TEXT START

India – Reducing API import dependence and fostering value chain resilience
Shrinking of API manufacturing base has been true even for countries such as India. India has rightfully earned the reputation of ‘’Pharmacy of the World” and exported pharmaceutical products worth $15.61billion in 2020. However, India pharma manufacturing landscape represents stark contrasts. Leading export oriented pharma companies thrive on backward integration (~ 70% in larger companies) to power competitiveness in global generics. But, at the other end, several smaller API companies holding 1 to 5 DMFs and revenue less than $100 Million have faced mortality. Lack of competitiveness vs lower priced Chinese APIs continues to deepen import dependence for several essential drugs. Even in products where API import dependence is relatively lower, the health system and supply chain continue to be fragile if there is high import dependence for intermediates and key starting materials (KSMs). Policy action was long overdue and the 2015 Katoch Committee Report emphatically called for action. India’s policy stimulus has included two pronged approach covering 53 APIs identified as essential drugs with high import dependence:
Production Linked Incentive Scheme: In a bid to counter the persistent business threat of low priced Chinese imports, the Government has introduced the Production Linked Incentive Scheme (PLI) for domestic manufacture of 53 APIs where import dependence is a threat to access to essential drugs as well as certain Key Starting Material (KSMs) and Drug Intermediates (Dis). With an overall outlay of $920Million, the scheme hopes to provide production linked incentives of 5% to 20% on revenue for the stipulated drugs.
Bulk Drug Parks: Capex recovery for new API investments is a deterred due to marginal cost based imports from Chinese companies. As part of the efforts to create competitiveness for Indian companies, the Government has committed to fund 70% to 90% of the costs of common infrastructure in bulk drug parks that will provide soft landing for API companies. This will enable environmental compliance in production without burdening companies with capex for common Effluent Treatment Plants.

TEXT END
RECORDED DATA START

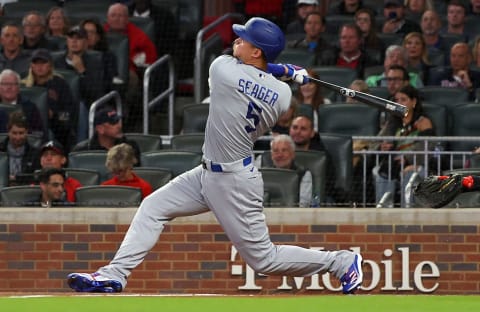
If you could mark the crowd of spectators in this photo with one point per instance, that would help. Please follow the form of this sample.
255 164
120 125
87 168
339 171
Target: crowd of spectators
37 51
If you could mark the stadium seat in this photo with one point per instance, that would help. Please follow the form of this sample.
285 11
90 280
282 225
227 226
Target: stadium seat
191 142
465 123
298 57
4 169
108 196
157 177
146 142
195 118
93 160
18 196
118 45
38 95
348 118
177 161
314 161
339 148
341 76
282 186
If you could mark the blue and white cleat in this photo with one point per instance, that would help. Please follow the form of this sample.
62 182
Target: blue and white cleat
86 282
353 278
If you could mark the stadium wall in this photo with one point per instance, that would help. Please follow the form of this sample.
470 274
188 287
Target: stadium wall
406 251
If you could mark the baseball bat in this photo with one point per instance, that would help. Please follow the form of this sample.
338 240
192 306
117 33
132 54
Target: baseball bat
366 98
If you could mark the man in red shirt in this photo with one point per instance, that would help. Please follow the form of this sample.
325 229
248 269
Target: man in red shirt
52 155
142 52
120 161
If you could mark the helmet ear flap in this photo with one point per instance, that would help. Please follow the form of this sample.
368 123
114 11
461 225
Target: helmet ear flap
263 34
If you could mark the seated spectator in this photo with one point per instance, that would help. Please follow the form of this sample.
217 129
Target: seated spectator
34 31
10 95
52 181
394 55
365 20
476 53
13 56
358 85
418 60
305 138
456 13
347 7
350 53
97 40
282 150
395 21
166 26
474 8
52 155
414 124
458 74
414 9
313 40
431 24
142 52
90 71
57 22
311 94
120 161
108 133
23 158
304 7
62 109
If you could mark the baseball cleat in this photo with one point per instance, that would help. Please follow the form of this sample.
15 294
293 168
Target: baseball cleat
86 282
353 278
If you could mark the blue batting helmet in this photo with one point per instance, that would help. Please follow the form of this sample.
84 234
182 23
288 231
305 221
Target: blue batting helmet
263 34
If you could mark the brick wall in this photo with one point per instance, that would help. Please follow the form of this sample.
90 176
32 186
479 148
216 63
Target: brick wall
194 256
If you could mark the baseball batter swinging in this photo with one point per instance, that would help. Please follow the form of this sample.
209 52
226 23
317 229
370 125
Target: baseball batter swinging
246 100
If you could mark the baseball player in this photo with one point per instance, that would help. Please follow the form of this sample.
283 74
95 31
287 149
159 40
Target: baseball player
246 100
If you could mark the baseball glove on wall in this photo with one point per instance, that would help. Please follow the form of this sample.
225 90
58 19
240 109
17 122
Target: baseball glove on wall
437 191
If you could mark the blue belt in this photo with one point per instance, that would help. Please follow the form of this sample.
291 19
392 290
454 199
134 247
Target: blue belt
216 167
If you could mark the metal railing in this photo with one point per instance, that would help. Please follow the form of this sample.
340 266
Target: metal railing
98 103
169 92
198 66
423 160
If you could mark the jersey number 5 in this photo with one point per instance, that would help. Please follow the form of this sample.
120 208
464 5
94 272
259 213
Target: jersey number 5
252 113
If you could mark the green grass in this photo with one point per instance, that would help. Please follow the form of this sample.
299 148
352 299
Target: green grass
359 303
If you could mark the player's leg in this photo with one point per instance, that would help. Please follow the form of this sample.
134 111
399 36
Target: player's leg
181 197
236 201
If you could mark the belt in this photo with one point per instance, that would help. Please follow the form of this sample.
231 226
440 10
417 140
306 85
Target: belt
226 167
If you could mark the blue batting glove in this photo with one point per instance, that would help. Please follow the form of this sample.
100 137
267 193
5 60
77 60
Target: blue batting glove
297 73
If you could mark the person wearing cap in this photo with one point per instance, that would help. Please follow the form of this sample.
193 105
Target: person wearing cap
62 108
347 7
304 7
456 19
108 133
120 161
247 98
34 31
23 158
89 67
13 56
52 184
395 21
52 155
10 97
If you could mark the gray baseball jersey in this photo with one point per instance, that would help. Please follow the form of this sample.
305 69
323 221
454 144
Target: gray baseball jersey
245 102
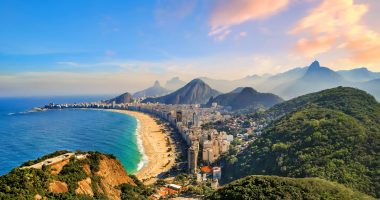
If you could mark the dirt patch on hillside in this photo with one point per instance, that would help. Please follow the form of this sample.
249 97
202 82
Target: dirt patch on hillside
58 187
57 167
84 187
113 174
86 169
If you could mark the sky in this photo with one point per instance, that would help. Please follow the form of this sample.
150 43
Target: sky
76 47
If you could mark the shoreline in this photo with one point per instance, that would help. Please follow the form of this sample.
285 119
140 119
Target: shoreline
157 148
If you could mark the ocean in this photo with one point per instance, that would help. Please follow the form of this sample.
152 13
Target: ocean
28 135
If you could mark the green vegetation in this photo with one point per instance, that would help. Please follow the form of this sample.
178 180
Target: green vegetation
72 173
130 192
333 134
273 187
23 183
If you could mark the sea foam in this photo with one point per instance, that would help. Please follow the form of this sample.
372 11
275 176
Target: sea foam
144 158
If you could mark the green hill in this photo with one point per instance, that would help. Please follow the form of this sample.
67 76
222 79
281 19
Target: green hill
246 98
274 187
333 134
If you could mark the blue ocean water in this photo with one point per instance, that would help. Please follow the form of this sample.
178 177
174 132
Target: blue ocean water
27 136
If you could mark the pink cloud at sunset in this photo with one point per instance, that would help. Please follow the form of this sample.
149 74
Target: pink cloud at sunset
229 13
337 25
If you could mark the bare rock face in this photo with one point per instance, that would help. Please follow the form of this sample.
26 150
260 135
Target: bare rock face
58 187
84 187
112 174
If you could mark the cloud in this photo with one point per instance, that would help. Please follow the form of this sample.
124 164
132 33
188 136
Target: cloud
168 11
336 25
230 13
315 46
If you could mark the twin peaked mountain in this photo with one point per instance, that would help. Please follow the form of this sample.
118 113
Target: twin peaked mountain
198 92
290 84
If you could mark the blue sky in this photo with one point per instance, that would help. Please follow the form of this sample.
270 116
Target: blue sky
109 46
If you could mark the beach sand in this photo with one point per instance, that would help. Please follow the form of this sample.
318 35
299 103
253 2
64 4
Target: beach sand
161 155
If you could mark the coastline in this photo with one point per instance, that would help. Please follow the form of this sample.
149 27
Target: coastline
157 155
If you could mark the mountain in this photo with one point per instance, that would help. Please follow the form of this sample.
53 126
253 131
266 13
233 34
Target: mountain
316 73
359 75
174 84
246 98
228 85
195 92
333 134
274 187
237 90
124 98
301 80
155 91
372 87
315 78
80 175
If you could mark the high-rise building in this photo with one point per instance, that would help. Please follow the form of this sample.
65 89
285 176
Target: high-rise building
216 173
179 116
192 154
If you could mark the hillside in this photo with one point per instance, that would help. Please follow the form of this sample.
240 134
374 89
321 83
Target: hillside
359 75
246 98
195 92
274 187
124 98
155 91
333 134
174 84
315 78
84 175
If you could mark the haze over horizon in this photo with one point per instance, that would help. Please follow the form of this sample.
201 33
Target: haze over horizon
108 47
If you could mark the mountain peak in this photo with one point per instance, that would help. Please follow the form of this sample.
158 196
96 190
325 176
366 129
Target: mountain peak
156 84
248 90
196 81
314 65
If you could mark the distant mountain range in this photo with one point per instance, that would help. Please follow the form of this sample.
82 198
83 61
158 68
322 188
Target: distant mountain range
123 98
332 134
195 92
303 80
247 97
174 84
155 91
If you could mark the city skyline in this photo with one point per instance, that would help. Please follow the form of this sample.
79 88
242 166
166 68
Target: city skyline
103 47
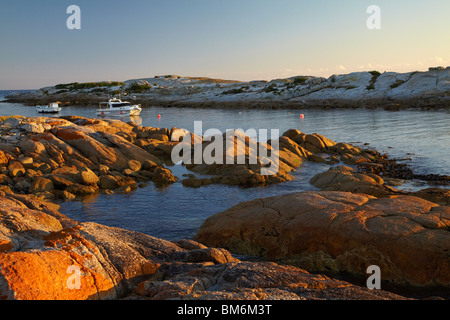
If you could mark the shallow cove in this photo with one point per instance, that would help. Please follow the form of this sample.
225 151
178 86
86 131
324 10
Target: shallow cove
176 212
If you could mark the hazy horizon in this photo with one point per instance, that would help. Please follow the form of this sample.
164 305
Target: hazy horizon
234 40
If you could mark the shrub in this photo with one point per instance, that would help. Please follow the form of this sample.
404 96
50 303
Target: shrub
138 88
397 83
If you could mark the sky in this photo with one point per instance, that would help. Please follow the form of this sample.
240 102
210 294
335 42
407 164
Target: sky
228 39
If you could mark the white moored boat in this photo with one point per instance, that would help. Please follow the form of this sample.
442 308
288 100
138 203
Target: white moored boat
50 108
118 107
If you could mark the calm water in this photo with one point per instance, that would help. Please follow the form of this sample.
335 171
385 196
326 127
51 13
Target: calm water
176 212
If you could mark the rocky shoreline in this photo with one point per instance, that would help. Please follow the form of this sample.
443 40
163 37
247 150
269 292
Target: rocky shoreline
392 91
357 220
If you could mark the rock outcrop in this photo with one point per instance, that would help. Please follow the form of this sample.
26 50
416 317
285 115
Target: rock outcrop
389 90
47 256
76 156
341 232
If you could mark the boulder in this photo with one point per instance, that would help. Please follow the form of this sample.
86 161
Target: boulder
3 159
16 169
41 184
163 176
134 165
88 177
343 178
47 256
341 232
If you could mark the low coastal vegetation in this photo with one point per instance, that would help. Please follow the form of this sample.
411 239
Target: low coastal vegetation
88 85
368 89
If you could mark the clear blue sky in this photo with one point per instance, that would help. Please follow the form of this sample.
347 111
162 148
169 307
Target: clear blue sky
231 39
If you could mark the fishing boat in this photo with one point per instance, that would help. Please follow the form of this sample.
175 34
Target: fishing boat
119 108
50 108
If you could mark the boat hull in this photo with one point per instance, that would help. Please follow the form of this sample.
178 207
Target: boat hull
120 112
48 110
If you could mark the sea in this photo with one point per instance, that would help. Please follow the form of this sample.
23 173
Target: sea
419 138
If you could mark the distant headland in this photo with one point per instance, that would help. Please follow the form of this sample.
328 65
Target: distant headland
372 89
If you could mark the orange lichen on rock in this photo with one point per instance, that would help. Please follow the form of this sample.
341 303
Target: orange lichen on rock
49 275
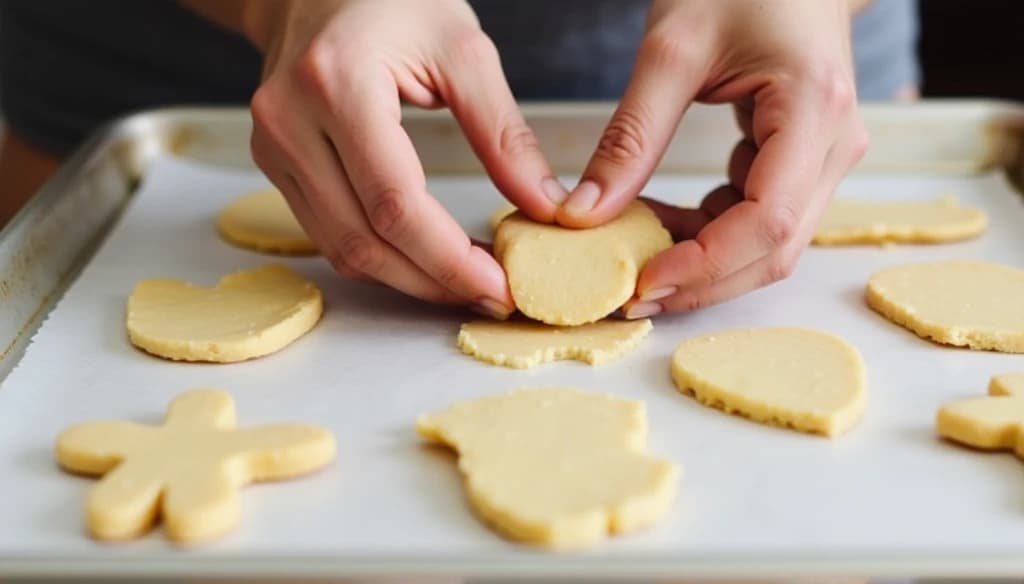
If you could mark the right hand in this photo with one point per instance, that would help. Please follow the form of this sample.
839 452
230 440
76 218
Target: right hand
328 133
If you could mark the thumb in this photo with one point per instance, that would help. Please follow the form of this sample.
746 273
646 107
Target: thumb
665 80
481 101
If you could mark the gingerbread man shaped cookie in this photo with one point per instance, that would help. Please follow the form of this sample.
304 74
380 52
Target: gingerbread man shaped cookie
995 422
188 470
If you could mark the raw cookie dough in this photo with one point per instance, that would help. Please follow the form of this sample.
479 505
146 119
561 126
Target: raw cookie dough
522 345
262 221
850 221
1007 384
249 314
499 215
995 422
796 378
188 470
556 467
965 303
572 277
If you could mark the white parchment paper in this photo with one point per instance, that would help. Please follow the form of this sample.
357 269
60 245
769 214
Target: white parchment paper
378 360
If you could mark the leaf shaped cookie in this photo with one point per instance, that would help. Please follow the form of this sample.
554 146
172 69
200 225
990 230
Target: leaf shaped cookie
187 470
249 314
569 277
522 345
556 467
263 221
796 378
995 422
976 304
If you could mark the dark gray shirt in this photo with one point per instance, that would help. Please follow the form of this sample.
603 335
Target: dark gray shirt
68 66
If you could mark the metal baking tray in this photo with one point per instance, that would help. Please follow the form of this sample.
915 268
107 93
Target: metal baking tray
138 199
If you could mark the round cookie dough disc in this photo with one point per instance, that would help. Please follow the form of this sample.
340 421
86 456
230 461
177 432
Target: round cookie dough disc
851 221
262 221
797 378
249 314
569 277
977 304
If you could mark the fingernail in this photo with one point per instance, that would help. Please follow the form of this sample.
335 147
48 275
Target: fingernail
493 308
584 198
658 293
554 191
642 310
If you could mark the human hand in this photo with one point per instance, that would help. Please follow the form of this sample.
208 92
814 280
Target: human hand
786 68
327 132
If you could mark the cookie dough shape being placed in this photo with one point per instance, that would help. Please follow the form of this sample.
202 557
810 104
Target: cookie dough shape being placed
263 221
572 277
995 422
797 378
249 314
526 344
851 221
556 467
188 470
976 304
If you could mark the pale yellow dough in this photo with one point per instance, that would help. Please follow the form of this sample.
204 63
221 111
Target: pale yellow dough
995 422
572 277
850 221
499 215
796 378
522 345
556 467
249 314
966 303
186 471
262 221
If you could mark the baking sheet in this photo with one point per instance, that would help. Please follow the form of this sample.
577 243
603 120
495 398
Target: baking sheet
751 497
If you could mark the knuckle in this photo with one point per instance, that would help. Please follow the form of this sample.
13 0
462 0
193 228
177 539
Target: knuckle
779 268
669 47
515 138
389 214
778 226
471 47
446 272
359 253
312 69
623 141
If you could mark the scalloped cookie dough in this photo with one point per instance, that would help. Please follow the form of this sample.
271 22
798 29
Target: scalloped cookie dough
993 422
556 467
976 304
796 378
500 214
263 221
249 314
851 221
188 470
569 277
525 344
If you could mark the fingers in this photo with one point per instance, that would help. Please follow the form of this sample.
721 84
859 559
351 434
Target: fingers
475 89
777 265
667 77
387 181
320 195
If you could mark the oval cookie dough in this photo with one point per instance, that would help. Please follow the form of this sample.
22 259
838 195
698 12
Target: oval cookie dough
262 221
572 277
556 467
849 221
249 314
796 378
976 304
522 345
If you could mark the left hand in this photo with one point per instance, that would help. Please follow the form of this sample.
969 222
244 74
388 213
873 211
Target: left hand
786 68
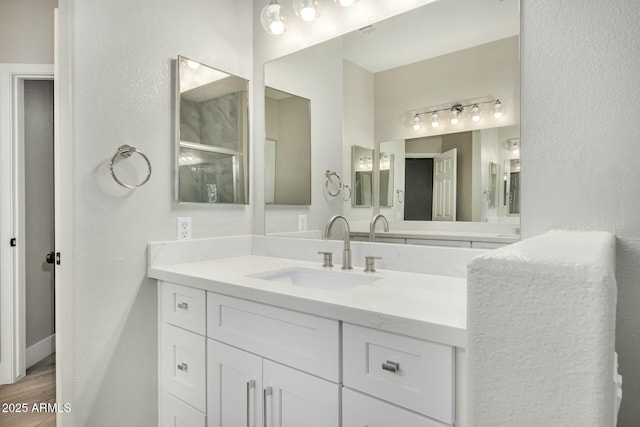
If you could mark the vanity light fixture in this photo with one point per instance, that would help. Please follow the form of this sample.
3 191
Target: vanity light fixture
307 10
435 121
272 19
475 113
498 109
454 112
417 123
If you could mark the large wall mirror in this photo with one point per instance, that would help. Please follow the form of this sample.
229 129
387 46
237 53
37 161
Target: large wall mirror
287 148
212 141
366 88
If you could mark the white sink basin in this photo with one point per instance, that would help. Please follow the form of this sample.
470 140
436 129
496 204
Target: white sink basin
320 279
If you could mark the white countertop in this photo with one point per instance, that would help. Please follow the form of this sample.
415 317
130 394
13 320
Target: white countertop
424 306
443 235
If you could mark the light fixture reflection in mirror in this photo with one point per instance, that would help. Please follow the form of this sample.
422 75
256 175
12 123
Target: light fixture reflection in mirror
212 135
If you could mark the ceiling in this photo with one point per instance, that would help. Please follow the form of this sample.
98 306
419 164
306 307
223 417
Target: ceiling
436 29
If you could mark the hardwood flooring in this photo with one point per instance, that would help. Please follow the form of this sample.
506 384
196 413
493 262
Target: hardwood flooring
39 386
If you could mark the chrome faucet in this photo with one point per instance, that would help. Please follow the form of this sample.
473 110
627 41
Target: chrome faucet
372 226
346 253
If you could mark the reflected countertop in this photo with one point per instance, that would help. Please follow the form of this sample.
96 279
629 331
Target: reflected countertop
425 306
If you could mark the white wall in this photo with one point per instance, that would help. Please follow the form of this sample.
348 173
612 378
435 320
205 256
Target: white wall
120 84
26 31
581 144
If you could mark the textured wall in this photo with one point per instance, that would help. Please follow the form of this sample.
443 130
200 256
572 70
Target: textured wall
122 88
26 31
581 143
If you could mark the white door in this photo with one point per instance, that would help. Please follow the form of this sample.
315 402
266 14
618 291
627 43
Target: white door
294 399
234 390
444 186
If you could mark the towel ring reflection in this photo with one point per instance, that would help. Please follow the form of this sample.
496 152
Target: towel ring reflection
126 151
336 181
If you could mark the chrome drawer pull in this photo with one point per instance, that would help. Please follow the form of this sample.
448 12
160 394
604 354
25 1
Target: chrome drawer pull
251 384
391 366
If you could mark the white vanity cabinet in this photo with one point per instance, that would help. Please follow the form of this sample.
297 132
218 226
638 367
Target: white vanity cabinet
414 374
227 361
258 365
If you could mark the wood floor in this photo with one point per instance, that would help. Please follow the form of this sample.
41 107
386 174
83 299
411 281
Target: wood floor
39 386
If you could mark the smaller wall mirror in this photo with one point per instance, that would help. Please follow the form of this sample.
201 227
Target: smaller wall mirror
512 186
362 176
212 141
288 148
493 186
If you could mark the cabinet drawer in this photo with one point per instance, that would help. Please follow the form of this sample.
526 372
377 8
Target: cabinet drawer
359 410
184 365
418 375
436 242
305 342
184 307
178 414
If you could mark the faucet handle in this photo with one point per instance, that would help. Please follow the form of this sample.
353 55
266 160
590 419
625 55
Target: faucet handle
327 259
370 263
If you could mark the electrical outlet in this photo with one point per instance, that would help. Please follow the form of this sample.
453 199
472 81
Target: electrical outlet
184 228
302 223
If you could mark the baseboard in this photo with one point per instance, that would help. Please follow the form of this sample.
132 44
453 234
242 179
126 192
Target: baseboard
40 350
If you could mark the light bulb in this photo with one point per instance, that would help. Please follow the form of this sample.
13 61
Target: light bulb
498 109
271 18
417 123
435 122
475 113
455 114
307 10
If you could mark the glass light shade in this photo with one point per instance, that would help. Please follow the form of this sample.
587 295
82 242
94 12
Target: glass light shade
271 18
417 123
455 117
475 113
498 109
435 121
307 10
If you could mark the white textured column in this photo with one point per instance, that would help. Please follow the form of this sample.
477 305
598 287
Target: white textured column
541 332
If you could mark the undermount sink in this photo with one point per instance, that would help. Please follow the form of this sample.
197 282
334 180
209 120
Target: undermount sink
310 278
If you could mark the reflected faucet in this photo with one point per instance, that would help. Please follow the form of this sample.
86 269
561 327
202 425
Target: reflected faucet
372 226
346 253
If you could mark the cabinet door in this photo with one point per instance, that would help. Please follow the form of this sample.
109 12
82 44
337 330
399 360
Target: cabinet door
359 410
294 399
183 364
178 414
234 387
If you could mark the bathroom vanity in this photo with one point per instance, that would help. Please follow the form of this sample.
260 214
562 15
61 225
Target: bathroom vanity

RECORDED DATA END

- _QUESTIONS ON THE MATERIAL_:
(a) Summarize the text on India's API import dependence in two sentences.
(b) Reproduce the passage of the text on India's API import dependence, starting at "Bulk Drug Parks: Capex" and ending at "Effluent Treatment Plants.".

- _LIST OF SOLUTIONS_:
(a) India exported $15.61 billion in pharmaceutical products in 2020, but while large companies rely on backward integration, smaller API makers have struggled against lower-priced Chinese APIs, deepening import dependence for several essential drugs. To address this, the government adopted a two-pronged approach covering 53 APIs: a Production Linked Incentive Scheme with a $920 million outlay offering 5% to 20% incentives on revenue, and bulk drug parks where it will fund 70% to 90% of common infrastructure costs.

(b)
Bulk Drug Parks: Capex recovery for new API investments is a deterred due to marginal cost based imports from Chinese companies. As part of the efforts to create competitiveness for Indian companies, the Government has committed to fund 70% to 90% of the costs of common infrastructure in bulk drug parks that will provide soft landing for API companies. This will enable environmental compliance in production without burdening companies with capex for common Effluent Treatment Plants.